## TASK PROMPT
Below are records. Find each line in them that holds the word "banner" and copy it.

## DATA

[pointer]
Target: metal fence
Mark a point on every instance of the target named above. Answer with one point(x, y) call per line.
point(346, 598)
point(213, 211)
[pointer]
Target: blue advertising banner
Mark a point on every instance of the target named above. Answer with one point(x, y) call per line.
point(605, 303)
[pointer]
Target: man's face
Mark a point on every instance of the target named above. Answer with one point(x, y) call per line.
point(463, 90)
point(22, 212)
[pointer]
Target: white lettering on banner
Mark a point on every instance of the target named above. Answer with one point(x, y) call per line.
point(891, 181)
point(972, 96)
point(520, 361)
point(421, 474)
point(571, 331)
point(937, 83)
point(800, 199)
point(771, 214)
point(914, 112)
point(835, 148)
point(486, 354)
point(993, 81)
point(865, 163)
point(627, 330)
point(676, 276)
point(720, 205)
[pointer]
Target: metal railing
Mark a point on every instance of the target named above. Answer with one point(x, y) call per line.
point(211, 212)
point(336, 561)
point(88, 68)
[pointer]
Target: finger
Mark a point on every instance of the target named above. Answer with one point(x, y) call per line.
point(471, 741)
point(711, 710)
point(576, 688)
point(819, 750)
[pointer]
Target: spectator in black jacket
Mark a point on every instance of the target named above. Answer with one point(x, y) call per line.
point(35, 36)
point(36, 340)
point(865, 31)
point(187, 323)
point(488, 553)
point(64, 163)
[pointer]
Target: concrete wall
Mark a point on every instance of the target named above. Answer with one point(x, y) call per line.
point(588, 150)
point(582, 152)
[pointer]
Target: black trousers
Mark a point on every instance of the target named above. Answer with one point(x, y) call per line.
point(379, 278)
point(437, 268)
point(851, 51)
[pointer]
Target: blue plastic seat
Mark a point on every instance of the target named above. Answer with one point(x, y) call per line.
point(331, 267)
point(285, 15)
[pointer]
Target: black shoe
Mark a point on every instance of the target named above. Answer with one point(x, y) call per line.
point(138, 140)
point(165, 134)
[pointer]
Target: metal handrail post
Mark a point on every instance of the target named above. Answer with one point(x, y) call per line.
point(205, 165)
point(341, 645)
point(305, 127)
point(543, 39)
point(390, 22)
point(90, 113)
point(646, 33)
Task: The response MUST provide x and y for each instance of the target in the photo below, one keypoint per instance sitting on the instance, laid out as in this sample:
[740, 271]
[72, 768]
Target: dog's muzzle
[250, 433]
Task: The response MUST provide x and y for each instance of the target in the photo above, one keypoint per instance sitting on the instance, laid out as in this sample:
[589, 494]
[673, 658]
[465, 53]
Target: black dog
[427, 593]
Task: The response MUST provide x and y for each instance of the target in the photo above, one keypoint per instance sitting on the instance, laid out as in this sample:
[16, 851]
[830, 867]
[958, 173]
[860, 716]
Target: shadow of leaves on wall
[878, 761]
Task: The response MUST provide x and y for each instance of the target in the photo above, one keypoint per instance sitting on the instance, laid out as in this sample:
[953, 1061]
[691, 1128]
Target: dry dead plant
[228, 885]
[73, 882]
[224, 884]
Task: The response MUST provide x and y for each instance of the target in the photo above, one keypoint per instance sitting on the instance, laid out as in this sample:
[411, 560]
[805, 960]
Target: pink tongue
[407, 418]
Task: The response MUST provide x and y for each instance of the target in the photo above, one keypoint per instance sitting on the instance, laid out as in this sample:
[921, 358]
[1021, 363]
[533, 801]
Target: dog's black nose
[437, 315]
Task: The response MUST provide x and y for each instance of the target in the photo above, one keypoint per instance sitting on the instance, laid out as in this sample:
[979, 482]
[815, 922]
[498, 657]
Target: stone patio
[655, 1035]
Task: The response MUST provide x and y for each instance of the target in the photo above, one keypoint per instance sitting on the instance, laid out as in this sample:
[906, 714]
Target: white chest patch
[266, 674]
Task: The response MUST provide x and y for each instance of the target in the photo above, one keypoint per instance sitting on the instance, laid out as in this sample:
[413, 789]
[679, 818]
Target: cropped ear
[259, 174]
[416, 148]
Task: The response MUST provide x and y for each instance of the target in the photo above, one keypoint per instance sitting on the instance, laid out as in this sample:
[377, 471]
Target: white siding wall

## TASK SOLUTION
Target: blue advertising banner
Target: white lettering on banner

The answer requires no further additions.